About this task:
Which lines run from the one containing "Target: white baseboard trim" to the end of the entries? Copy them exactly, both ends included, and give nothing else.
====================
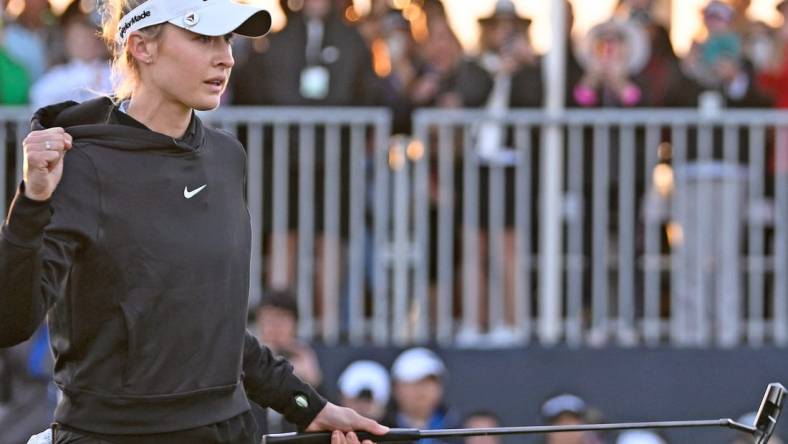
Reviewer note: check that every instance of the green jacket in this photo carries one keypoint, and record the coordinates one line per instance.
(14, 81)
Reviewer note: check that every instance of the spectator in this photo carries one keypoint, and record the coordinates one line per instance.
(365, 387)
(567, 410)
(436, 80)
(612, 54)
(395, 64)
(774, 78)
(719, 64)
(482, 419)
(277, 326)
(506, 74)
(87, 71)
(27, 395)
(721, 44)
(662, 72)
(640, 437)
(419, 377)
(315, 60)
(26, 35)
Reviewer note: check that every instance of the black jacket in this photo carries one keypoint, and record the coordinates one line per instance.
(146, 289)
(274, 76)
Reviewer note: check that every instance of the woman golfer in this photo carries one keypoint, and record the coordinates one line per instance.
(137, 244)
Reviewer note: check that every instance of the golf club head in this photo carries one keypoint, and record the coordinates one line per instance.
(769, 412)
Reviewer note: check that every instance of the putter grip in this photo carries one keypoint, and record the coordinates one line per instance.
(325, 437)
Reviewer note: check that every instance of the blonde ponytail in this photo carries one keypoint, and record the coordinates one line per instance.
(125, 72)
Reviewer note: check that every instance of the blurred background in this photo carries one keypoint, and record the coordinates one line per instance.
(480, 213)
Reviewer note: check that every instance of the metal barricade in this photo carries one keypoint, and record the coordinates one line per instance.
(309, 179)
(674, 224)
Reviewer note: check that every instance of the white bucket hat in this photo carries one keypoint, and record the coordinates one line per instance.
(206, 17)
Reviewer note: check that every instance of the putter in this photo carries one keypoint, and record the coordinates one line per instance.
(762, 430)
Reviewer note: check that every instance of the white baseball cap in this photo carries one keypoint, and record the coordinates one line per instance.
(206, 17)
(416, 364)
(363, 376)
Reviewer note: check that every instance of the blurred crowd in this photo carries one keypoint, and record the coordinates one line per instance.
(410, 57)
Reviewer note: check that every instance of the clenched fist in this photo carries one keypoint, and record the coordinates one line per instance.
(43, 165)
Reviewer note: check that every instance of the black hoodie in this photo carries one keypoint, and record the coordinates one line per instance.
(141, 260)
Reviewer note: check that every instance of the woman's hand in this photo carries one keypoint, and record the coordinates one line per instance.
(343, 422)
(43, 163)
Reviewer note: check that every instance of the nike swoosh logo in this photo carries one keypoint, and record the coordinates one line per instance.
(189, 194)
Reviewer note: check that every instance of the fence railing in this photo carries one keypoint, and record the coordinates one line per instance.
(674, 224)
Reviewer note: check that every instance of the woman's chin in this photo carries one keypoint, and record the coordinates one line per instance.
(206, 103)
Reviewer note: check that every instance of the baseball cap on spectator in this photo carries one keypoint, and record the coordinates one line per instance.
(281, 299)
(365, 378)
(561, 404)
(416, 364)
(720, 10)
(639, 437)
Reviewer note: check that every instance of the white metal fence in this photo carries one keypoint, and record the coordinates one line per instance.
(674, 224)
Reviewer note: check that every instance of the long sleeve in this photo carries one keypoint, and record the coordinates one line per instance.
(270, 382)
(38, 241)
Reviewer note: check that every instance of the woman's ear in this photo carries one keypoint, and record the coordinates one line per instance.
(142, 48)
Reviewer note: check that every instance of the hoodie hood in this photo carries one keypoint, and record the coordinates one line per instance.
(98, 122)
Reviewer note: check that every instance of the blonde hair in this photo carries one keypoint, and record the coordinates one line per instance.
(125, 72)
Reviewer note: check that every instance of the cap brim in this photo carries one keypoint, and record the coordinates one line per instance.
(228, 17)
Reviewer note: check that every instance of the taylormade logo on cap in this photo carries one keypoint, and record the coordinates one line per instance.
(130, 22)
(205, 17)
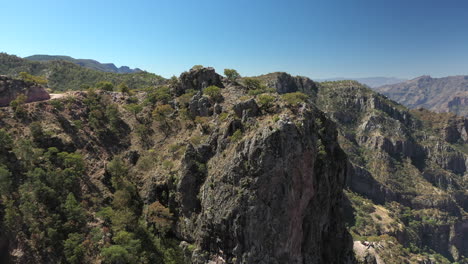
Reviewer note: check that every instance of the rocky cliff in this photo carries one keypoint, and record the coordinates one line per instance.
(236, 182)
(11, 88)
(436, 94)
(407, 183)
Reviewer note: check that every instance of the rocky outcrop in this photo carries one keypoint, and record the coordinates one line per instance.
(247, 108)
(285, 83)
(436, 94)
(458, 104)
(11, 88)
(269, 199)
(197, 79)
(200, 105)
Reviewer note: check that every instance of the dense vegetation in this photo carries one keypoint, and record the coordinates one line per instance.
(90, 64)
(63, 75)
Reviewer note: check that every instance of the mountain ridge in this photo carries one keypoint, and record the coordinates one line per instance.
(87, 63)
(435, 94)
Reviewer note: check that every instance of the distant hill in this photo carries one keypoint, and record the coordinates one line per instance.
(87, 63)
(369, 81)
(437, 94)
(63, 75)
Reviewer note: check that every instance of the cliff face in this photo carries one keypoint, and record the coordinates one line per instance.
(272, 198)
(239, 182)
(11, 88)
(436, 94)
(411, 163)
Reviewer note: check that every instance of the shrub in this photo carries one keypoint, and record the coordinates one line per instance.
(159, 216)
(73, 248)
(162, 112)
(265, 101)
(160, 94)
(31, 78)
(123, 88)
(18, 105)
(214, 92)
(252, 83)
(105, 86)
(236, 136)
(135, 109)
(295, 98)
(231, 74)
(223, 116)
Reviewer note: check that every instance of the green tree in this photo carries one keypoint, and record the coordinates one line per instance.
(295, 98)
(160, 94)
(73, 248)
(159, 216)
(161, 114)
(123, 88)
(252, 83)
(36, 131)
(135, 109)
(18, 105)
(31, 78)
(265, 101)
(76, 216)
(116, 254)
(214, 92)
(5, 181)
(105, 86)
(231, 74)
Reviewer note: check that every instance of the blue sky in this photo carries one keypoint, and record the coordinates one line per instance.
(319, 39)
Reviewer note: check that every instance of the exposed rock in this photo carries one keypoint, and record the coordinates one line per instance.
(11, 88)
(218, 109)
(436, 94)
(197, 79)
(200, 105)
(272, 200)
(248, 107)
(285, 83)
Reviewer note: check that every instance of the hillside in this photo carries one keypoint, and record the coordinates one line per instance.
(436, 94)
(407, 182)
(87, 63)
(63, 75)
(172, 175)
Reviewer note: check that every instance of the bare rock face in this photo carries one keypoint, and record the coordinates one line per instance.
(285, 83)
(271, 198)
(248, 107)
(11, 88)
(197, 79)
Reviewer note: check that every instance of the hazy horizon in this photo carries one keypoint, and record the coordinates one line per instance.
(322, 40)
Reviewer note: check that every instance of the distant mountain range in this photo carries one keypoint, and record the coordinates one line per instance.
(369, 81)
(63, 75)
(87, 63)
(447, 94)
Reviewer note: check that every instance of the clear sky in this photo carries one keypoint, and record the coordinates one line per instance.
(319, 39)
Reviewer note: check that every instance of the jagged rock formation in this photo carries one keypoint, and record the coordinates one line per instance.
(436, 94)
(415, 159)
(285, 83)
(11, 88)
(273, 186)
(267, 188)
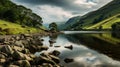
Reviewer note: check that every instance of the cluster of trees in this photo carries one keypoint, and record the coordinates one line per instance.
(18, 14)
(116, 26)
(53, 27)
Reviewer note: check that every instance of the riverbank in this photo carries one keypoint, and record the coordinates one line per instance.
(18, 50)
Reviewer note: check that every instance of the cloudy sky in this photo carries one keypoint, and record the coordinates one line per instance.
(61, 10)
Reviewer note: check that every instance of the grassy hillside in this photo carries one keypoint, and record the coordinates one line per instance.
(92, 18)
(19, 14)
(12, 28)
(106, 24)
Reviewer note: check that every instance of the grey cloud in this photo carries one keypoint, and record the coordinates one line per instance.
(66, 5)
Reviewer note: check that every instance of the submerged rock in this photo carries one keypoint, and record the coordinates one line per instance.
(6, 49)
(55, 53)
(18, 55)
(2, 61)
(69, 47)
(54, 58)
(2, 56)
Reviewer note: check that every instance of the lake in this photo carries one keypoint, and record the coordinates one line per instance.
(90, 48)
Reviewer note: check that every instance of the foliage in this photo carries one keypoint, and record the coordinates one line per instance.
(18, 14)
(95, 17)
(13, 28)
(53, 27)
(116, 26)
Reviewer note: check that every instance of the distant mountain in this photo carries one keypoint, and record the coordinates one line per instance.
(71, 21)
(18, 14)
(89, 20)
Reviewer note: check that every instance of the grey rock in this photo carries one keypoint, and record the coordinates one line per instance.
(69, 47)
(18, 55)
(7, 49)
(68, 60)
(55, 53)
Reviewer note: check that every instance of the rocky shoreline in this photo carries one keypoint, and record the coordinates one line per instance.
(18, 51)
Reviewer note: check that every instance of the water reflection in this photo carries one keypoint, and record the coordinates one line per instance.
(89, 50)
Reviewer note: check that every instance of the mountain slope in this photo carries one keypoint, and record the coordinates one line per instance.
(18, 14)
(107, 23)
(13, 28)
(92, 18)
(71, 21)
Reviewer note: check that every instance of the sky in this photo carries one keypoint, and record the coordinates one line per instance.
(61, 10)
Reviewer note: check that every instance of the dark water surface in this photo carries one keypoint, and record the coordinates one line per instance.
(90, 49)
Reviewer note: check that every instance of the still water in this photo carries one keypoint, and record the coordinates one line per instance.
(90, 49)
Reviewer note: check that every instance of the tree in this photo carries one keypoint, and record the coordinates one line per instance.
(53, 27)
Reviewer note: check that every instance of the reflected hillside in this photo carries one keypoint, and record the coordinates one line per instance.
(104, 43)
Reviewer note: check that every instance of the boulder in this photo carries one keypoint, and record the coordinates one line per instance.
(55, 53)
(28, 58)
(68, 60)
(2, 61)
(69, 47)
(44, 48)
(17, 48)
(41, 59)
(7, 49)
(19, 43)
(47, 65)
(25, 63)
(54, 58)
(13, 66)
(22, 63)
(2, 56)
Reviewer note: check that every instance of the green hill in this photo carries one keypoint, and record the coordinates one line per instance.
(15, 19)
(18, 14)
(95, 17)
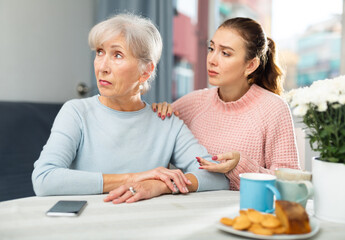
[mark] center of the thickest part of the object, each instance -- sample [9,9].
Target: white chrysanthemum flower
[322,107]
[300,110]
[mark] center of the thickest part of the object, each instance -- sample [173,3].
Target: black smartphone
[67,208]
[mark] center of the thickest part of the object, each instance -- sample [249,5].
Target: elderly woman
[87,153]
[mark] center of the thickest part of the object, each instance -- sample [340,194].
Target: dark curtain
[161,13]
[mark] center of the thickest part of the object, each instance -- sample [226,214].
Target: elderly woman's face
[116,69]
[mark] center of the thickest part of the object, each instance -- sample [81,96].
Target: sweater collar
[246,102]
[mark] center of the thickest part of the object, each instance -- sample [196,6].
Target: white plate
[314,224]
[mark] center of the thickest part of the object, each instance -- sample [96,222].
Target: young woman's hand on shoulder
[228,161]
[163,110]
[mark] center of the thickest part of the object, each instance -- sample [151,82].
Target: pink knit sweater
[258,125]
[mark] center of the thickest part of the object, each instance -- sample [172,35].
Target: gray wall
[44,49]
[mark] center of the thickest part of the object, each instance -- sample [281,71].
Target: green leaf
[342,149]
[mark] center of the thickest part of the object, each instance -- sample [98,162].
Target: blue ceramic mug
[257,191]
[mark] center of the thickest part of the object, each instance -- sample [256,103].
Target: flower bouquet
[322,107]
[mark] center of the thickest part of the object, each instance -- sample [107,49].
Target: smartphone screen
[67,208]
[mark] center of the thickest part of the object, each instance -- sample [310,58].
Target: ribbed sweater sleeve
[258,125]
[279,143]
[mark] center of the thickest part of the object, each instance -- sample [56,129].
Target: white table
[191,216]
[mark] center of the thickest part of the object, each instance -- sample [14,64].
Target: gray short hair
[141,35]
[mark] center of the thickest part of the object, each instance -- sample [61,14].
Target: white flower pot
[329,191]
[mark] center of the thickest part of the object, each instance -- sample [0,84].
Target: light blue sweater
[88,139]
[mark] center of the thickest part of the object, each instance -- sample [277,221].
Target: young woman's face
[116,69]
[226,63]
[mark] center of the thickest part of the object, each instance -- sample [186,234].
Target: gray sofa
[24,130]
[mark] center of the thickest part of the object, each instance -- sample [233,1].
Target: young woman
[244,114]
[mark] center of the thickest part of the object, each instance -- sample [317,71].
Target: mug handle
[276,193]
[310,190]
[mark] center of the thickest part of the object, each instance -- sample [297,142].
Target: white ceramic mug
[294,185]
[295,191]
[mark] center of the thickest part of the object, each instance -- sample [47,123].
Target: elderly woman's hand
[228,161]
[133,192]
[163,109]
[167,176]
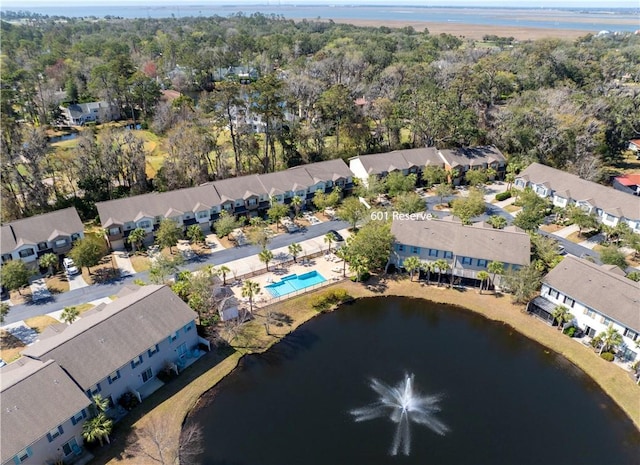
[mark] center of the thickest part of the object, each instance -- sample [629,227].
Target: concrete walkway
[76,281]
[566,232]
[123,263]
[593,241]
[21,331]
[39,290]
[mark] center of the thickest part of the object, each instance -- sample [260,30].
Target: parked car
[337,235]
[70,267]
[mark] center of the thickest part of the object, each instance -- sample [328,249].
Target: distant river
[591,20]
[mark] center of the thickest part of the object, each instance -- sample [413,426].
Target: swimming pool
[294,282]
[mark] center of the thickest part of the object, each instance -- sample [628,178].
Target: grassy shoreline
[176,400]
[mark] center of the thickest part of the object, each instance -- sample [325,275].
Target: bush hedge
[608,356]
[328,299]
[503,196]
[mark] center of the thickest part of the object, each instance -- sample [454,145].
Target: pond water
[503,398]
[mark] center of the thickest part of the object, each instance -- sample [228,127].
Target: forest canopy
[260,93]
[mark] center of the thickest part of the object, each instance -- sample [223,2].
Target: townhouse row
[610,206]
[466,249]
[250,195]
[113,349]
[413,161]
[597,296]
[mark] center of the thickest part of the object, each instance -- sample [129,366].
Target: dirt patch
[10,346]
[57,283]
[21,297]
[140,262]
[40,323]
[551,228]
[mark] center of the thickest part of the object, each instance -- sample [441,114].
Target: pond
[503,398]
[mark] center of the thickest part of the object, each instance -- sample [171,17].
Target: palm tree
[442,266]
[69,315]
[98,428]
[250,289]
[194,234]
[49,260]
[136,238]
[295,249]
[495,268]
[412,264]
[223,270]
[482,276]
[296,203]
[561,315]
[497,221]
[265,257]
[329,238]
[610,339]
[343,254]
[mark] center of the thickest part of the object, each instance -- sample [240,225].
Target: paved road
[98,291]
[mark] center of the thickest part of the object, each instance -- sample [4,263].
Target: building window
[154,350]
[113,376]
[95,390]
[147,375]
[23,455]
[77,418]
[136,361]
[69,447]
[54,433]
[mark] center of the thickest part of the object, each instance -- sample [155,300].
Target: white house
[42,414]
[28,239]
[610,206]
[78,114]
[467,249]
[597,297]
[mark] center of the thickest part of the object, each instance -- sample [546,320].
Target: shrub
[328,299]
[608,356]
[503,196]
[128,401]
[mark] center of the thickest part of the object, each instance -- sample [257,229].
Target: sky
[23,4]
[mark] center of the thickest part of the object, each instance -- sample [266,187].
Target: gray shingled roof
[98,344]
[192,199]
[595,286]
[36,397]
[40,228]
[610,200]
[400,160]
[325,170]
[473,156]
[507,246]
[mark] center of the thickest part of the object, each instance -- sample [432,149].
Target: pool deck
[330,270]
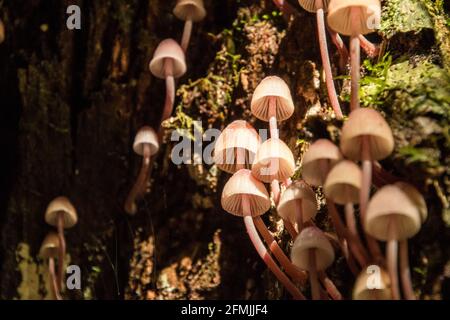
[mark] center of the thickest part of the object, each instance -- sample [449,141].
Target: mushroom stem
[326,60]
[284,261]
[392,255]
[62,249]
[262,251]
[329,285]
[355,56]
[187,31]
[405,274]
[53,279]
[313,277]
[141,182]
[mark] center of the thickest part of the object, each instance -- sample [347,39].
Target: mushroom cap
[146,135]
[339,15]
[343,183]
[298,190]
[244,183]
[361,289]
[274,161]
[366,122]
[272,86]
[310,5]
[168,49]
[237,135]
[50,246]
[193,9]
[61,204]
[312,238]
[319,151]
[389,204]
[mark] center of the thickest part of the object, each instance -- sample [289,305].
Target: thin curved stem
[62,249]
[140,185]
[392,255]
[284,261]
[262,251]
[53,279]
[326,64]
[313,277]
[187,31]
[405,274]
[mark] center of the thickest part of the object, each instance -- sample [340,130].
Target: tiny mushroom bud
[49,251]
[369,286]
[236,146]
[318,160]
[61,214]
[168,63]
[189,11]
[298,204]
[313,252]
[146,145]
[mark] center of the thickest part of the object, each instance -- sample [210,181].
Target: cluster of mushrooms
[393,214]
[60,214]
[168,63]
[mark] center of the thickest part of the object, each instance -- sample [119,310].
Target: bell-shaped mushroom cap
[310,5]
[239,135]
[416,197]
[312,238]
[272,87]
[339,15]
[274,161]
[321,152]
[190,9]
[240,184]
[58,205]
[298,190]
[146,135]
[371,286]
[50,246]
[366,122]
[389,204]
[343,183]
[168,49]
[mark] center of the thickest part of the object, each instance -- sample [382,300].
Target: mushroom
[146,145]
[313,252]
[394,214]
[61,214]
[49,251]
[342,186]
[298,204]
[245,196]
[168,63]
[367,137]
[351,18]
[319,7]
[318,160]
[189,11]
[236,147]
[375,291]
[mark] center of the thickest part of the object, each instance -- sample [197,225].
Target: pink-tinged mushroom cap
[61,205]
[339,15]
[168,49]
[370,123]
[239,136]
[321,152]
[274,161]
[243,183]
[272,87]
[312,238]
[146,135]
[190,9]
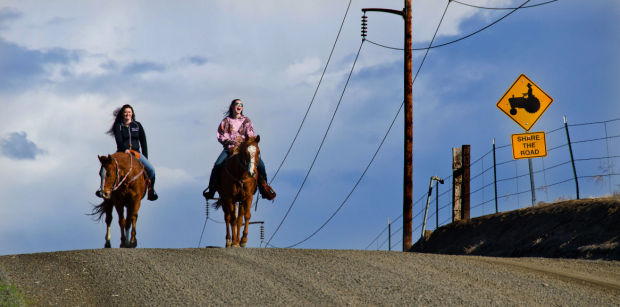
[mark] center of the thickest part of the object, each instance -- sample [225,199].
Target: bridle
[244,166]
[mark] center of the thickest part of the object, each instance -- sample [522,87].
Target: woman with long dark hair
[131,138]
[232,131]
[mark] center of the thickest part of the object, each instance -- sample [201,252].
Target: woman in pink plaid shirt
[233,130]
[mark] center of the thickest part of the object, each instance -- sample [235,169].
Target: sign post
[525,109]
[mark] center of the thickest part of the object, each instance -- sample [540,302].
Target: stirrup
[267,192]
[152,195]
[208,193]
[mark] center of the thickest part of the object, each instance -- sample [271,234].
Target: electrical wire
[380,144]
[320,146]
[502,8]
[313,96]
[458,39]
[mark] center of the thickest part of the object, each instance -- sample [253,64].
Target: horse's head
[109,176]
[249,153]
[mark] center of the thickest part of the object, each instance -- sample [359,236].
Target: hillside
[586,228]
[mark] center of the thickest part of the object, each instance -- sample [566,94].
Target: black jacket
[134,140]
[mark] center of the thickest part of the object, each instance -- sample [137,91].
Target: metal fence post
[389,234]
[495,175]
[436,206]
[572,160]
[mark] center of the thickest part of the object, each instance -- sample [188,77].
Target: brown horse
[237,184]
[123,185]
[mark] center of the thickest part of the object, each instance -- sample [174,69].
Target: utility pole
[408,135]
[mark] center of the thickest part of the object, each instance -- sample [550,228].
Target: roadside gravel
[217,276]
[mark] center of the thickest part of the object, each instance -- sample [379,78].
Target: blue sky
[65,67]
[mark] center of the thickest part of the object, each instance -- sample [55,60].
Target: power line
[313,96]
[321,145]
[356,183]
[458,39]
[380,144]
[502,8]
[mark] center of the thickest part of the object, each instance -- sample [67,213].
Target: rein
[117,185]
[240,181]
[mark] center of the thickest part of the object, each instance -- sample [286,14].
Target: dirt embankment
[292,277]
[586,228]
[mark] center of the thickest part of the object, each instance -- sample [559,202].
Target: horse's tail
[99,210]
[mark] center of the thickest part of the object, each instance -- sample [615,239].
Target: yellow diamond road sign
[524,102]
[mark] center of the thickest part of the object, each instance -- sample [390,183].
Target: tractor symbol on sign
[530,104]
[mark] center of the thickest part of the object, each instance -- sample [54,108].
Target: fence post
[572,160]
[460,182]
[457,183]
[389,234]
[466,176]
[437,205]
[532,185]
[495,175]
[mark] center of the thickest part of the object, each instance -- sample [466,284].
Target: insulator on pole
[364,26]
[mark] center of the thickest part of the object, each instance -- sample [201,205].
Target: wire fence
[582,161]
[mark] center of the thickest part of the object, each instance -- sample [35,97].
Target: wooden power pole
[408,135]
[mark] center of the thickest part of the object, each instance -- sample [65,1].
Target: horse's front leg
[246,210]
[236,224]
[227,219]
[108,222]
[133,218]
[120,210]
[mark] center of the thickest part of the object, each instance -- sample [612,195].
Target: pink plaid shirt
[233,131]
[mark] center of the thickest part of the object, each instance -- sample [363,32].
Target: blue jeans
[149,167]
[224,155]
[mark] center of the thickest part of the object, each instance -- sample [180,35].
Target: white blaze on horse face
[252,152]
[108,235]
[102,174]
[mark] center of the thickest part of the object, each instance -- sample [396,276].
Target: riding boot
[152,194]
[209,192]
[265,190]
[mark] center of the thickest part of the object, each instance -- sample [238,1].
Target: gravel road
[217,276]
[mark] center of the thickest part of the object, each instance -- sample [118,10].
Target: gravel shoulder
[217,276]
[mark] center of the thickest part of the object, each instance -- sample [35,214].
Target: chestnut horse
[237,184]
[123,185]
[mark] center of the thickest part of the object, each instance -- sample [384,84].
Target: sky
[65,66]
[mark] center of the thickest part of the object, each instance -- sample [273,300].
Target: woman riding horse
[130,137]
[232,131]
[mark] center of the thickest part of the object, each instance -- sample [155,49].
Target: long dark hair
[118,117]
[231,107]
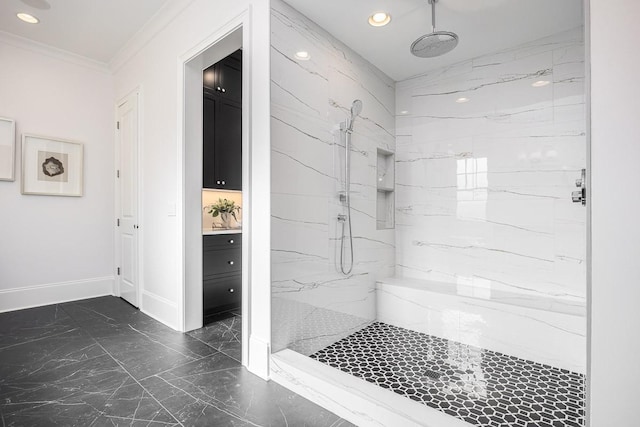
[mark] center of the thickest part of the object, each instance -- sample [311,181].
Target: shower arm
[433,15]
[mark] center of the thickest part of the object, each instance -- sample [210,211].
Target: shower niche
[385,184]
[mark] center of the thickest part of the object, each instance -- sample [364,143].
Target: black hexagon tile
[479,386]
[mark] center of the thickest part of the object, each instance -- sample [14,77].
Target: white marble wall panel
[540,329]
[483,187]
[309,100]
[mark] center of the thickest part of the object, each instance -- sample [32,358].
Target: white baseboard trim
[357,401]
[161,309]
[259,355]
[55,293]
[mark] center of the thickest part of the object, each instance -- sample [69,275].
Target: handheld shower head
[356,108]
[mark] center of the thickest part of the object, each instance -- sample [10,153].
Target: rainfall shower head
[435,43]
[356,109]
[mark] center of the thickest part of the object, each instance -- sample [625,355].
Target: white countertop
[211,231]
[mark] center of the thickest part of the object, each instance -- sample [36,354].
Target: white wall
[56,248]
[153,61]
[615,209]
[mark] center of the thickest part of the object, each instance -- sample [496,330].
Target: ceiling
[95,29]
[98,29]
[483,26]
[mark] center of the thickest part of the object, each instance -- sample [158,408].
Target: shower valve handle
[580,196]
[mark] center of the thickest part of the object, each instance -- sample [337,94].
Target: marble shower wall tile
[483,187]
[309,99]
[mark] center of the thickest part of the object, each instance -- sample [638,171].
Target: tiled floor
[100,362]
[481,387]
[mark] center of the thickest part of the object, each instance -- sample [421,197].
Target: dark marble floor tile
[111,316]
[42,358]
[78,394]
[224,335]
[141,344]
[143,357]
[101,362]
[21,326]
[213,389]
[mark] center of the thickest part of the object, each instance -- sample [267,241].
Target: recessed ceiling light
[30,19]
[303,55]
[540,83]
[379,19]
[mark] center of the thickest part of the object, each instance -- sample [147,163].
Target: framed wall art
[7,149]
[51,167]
====================
Answer to this exercise:
Target: white baseboard trim
[357,401]
[161,309]
[259,355]
[55,293]
[mark] center of the thickest part of the object, each instance -- sample [69,275].
Target: handheld shower head
[356,108]
[mark] center of the thickest part of the object, each instance -- sample [10,153].
Target: rainfall shower head
[435,43]
[356,109]
[mark] center of the thickest part of the object, each instance -- sample [625,355].
Target: white countertop
[211,231]
[mark] center of the thickest part of the object, each instance -- sample [36,354].
Target: white wall
[56,248]
[153,61]
[615,209]
[mark] center of the thickest part of the object, each instance -- sample [496,330].
Target: ceiling
[95,29]
[98,29]
[483,26]
[mark] center of the thickest part of the object, each instance -- sample [158,408].
Target: shower valve handle
[580,196]
[mark] center of the thickest part of the object, each instance -- sample [337,94].
Target: marble shower wall tile
[483,187]
[309,99]
[mark] center of the thickest part of the object, each instance -- sample [638,171].
Target: tiled floor
[100,362]
[481,387]
[mark] center of the thickest part of the object, each instance -- sample [421,197].
Target: dark marble floor tile
[111,316]
[42,358]
[78,394]
[224,335]
[141,344]
[143,357]
[101,362]
[21,326]
[213,389]
[mark] center of the thickest part of the object, each instance -- sample [267,241].
Target: recessed ceiling light
[30,19]
[303,55]
[540,83]
[379,19]
[mark] center of the thickest part of the object, each instance -- sample [147,163].
Target: framed wall art
[7,149]
[51,167]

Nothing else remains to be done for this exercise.